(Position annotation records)
-- BEGIN --

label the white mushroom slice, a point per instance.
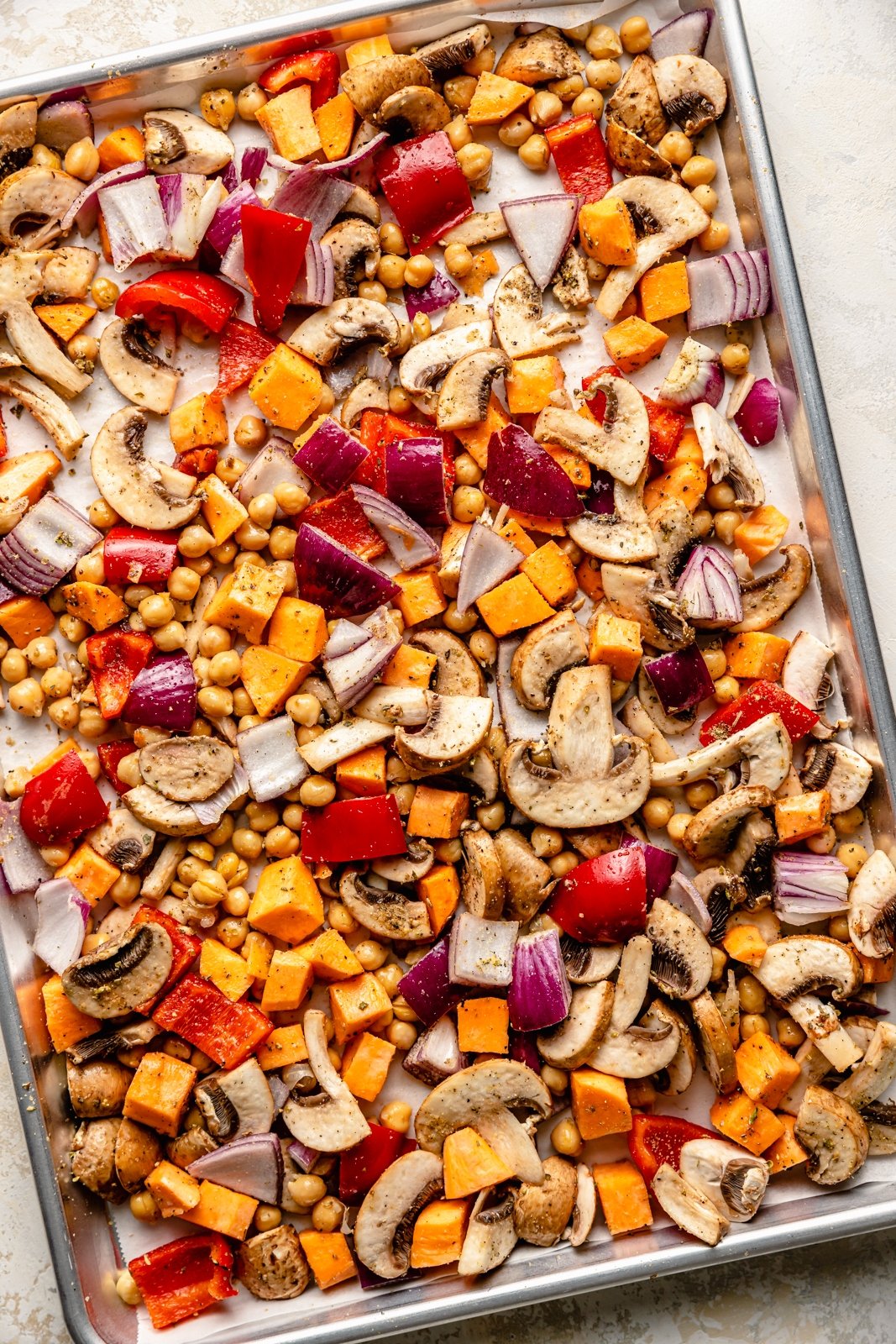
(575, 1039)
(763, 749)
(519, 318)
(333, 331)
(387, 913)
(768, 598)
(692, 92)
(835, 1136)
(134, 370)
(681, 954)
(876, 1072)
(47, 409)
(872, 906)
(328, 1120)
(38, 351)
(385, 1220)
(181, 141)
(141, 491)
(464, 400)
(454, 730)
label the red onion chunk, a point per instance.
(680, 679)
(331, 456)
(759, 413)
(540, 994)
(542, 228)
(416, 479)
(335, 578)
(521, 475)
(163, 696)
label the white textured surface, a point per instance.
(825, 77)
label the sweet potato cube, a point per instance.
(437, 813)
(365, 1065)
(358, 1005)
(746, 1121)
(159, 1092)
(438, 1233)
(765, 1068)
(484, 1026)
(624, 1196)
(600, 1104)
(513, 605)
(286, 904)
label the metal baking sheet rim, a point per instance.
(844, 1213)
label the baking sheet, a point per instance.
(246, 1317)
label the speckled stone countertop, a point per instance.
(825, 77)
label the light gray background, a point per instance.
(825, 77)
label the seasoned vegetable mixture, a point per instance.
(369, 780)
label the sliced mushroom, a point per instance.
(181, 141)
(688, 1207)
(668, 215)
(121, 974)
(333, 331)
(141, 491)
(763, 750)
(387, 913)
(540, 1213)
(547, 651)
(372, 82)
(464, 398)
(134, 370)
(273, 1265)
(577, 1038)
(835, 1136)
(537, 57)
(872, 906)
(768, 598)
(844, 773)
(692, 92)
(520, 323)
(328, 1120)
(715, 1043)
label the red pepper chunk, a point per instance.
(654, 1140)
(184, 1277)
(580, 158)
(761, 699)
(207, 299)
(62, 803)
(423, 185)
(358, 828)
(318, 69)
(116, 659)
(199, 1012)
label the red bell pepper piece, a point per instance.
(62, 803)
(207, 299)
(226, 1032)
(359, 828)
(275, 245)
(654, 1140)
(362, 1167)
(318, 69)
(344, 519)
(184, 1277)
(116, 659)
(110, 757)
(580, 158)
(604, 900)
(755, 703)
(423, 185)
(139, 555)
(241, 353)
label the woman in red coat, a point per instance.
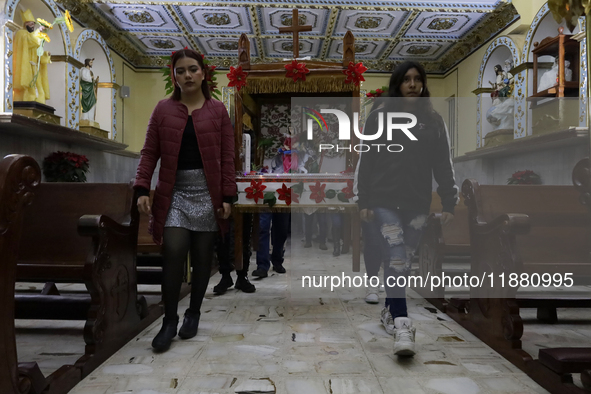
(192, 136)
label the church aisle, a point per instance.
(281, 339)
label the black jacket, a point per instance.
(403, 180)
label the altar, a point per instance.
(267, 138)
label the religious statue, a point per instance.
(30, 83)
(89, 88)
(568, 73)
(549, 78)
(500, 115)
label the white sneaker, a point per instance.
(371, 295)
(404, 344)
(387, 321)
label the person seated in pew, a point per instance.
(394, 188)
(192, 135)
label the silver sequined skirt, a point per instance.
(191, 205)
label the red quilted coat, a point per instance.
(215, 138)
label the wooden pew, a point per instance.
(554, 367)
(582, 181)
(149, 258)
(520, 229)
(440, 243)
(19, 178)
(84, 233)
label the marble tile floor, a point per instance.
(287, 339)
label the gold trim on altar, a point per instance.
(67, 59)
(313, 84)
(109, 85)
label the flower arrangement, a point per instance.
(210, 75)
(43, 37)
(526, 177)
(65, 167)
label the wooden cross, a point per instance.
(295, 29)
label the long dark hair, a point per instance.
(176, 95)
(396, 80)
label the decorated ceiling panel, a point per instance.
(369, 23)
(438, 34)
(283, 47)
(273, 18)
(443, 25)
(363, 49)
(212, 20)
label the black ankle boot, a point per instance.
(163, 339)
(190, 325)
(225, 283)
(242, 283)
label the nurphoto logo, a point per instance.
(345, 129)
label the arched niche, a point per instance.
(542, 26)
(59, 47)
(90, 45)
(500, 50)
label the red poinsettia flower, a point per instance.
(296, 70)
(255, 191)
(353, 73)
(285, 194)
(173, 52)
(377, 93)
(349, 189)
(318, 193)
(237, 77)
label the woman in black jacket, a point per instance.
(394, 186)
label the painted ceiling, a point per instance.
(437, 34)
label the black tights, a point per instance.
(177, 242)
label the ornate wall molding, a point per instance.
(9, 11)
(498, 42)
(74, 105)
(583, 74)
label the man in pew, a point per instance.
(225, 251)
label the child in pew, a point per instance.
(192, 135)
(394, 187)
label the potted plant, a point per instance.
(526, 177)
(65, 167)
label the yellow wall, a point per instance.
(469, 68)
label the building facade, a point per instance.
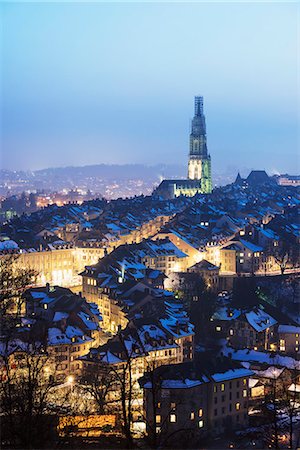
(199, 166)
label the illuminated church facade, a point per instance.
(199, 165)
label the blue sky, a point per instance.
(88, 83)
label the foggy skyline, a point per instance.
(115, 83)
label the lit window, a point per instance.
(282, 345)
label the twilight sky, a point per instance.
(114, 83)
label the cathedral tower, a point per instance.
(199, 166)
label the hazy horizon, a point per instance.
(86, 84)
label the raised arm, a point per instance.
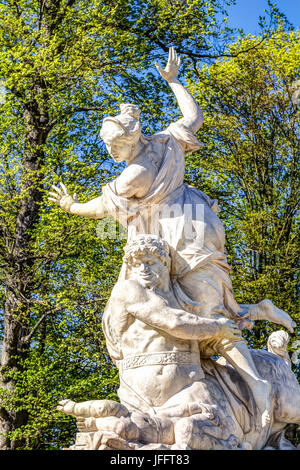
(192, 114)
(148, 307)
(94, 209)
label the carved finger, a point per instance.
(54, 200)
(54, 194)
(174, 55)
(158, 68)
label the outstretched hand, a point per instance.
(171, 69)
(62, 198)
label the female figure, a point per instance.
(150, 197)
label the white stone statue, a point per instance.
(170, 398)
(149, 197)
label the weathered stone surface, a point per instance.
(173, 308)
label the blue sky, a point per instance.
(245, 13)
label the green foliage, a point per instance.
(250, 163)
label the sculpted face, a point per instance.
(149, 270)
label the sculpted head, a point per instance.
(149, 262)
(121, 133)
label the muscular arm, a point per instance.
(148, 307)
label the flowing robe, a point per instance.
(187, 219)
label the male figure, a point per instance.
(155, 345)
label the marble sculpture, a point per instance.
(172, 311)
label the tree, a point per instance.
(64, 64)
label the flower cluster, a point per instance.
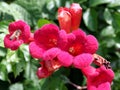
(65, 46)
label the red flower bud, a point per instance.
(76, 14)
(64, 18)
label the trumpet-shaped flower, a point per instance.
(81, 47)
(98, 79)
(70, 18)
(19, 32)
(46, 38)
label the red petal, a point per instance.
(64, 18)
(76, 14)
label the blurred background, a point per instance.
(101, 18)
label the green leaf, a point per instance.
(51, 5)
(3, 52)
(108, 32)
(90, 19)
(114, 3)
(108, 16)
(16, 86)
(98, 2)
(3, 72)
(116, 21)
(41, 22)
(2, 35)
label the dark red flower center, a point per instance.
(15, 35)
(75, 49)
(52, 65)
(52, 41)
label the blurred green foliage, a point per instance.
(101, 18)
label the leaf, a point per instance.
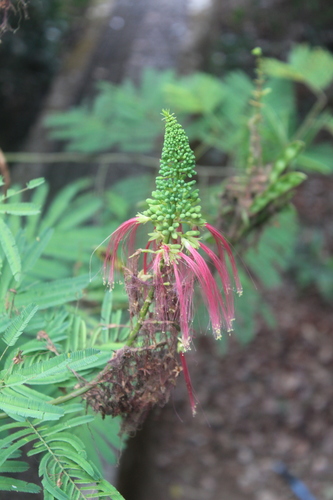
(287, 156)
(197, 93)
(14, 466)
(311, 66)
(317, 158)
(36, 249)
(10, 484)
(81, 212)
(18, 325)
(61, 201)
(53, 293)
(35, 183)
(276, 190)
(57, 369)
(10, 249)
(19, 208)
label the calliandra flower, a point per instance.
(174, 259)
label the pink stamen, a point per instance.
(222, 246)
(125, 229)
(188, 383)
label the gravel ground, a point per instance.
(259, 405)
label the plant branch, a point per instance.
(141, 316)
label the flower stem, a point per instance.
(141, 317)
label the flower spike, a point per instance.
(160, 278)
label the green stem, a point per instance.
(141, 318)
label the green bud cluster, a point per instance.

-- END --
-- BEGIN --

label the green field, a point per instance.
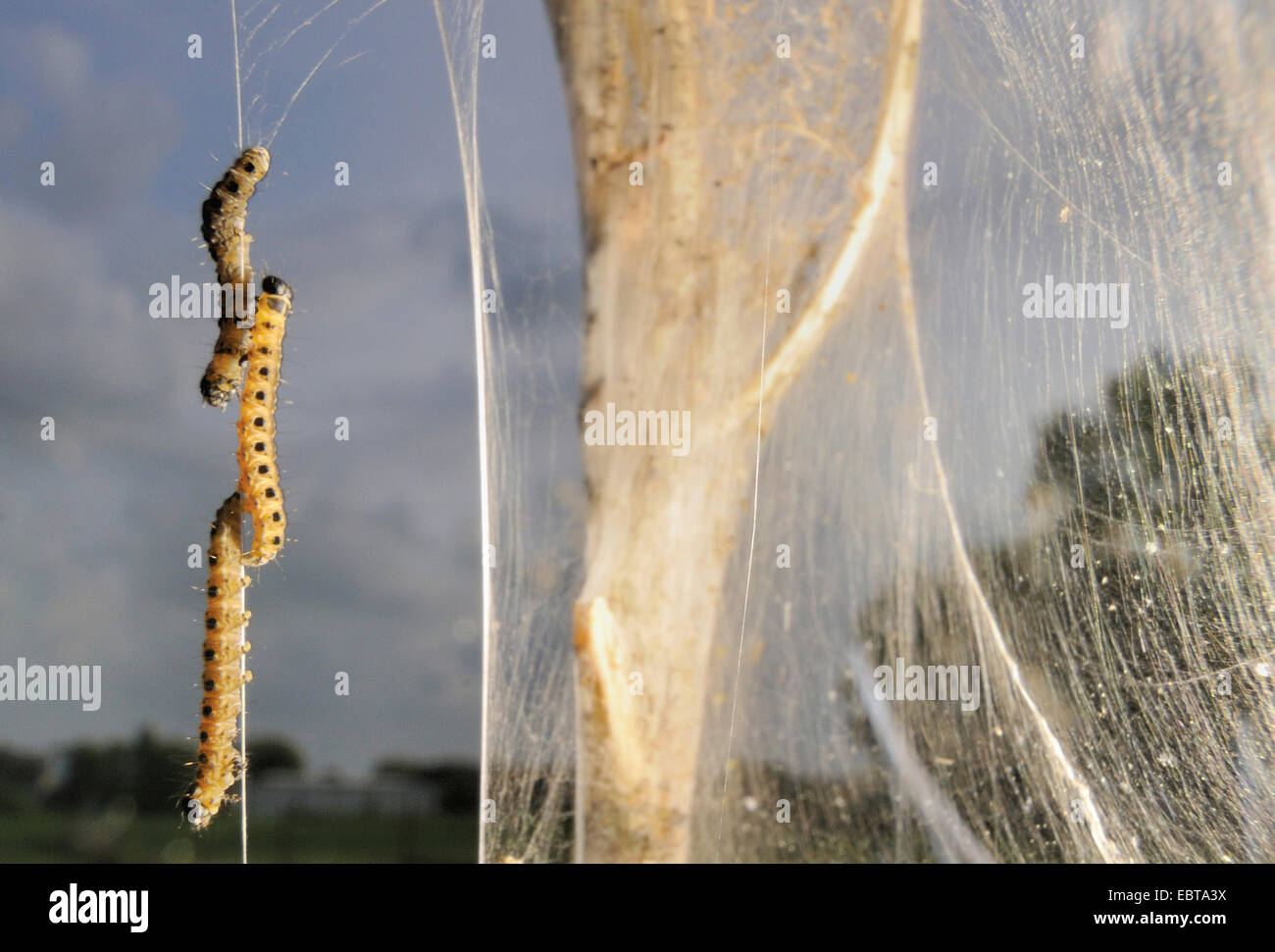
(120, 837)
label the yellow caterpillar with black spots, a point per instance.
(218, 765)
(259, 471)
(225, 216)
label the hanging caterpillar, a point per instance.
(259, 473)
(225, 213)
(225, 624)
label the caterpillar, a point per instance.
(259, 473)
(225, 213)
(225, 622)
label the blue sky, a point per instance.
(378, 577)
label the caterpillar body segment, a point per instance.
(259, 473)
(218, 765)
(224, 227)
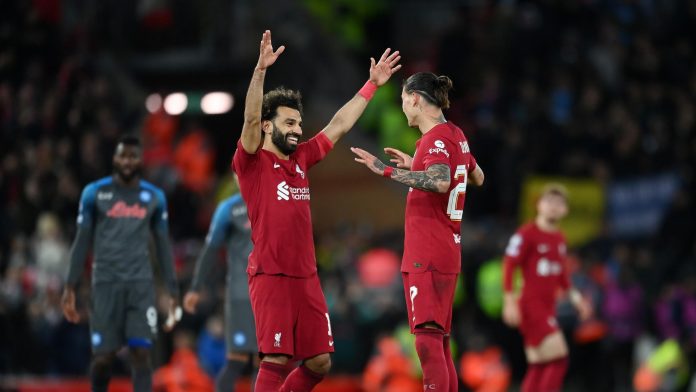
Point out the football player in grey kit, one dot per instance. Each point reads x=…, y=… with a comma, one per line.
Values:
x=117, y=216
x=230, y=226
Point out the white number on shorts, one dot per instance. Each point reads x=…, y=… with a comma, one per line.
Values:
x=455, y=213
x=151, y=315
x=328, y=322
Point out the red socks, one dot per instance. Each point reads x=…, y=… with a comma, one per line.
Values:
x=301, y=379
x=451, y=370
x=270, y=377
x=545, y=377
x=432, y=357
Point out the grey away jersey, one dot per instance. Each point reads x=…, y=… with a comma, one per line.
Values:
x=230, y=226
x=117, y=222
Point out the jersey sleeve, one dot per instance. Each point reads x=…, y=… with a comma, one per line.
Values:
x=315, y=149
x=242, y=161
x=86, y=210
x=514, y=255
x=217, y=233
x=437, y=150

-- END --
-- BEGIN --

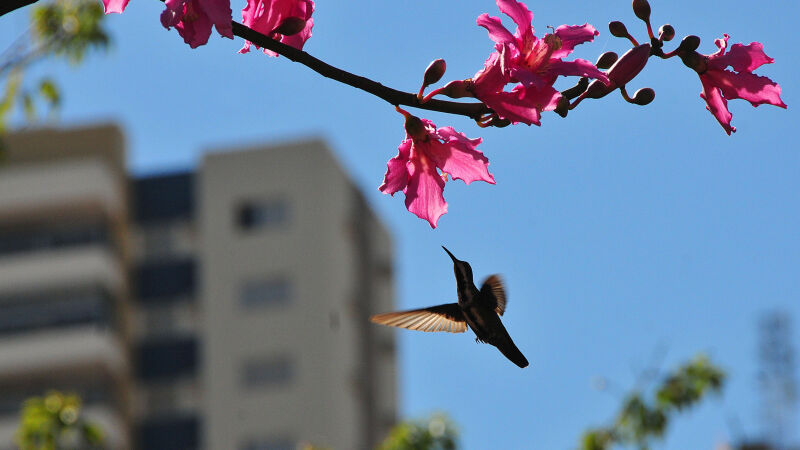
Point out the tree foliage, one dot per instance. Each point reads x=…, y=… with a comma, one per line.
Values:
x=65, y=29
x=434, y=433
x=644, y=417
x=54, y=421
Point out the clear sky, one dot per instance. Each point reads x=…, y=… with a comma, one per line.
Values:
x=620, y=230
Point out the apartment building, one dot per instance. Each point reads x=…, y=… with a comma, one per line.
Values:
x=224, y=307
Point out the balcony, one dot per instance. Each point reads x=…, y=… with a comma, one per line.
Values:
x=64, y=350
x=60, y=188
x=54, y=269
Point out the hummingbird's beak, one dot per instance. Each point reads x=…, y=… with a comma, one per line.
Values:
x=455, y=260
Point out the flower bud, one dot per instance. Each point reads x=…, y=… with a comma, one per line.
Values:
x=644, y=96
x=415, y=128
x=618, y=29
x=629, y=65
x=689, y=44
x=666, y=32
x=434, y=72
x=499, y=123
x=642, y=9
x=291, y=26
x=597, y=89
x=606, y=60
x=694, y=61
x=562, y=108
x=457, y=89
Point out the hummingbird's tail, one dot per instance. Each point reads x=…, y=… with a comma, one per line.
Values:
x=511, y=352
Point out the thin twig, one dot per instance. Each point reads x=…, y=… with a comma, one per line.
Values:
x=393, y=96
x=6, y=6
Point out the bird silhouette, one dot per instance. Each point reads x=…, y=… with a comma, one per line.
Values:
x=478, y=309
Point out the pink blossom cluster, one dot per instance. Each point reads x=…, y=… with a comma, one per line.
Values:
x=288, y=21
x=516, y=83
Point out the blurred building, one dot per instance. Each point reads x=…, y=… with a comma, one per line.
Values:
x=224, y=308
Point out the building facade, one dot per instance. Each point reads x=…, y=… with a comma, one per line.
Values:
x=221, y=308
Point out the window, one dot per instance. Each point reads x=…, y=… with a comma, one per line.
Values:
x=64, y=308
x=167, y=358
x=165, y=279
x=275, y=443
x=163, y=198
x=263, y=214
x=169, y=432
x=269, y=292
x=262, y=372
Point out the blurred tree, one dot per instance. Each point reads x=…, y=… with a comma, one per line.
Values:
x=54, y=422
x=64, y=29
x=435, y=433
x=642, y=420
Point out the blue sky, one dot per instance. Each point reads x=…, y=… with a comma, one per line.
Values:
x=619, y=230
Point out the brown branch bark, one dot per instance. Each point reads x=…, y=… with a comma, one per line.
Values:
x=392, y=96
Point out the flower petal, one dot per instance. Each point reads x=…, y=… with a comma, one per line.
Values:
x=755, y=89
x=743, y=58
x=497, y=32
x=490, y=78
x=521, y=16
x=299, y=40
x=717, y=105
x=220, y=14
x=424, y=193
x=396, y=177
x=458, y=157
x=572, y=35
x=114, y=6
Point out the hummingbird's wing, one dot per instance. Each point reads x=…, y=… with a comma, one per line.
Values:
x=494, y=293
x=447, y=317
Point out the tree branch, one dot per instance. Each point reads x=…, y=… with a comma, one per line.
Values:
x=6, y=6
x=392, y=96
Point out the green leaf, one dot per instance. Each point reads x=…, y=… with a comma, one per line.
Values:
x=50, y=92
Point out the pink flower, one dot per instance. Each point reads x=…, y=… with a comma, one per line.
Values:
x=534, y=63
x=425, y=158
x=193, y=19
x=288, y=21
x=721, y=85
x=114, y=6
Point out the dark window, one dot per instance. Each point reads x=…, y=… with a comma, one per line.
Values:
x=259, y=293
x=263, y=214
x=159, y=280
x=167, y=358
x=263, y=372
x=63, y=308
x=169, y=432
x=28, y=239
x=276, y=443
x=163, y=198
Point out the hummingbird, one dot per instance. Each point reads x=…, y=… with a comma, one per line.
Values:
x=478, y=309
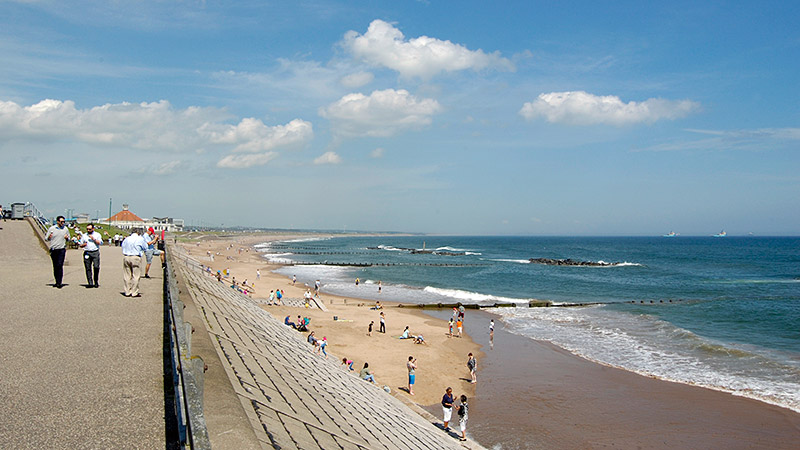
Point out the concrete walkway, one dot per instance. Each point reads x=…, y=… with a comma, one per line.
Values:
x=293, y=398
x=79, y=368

-- END --

Reproduce the entries from the line containing "label the red petal, a point per instance." up to and including the line containing "label the green bud", keeping every line in that stretch. Multiply each point coordinate by 2.1, round to the nearest whole number with halves going up, and omit the pictures.

label the red petal, a point per instance.
(134, 38)
(160, 29)
label the blurred background, a point per instance.
(212, 38)
label the green leaf, a point per instance.
(107, 11)
(6, 109)
(227, 67)
(189, 40)
(239, 6)
(227, 34)
(34, 181)
(206, 4)
(6, 151)
(244, 44)
(86, 46)
(4, 74)
label the dark red flower center, a point per instance.
(32, 74)
(158, 103)
(109, 137)
(109, 86)
label the blurred green foliage, a point per instance.
(212, 38)
label the leaf, a point per instance.
(603, 328)
(414, 195)
(29, 979)
(653, 139)
(666, 332)
(76, 523)
(21, 1016)
(170, 445)
(38, 683)
(128, 422)
(111, 615)
(74, 384)
(580, 399)
(120, 775)
(21, 523)
(40, 437)
label the calliandra flower, a point per instance.
(365, 544)
label the pink stamen, a point per instance.
(466, 517)
(263, 481)
(395, 804)
label the gravel ground, a point per instance.
(544, 851)
label the plant branch, a point per instance.
(296, 664)
label the flower stem, a point per instance.
(296, 666)
label the flower spike, a point per instance.
(336, 584)
label the green stem, a point per instance.
(296, 668)
label the green bud cluster, a point per instance.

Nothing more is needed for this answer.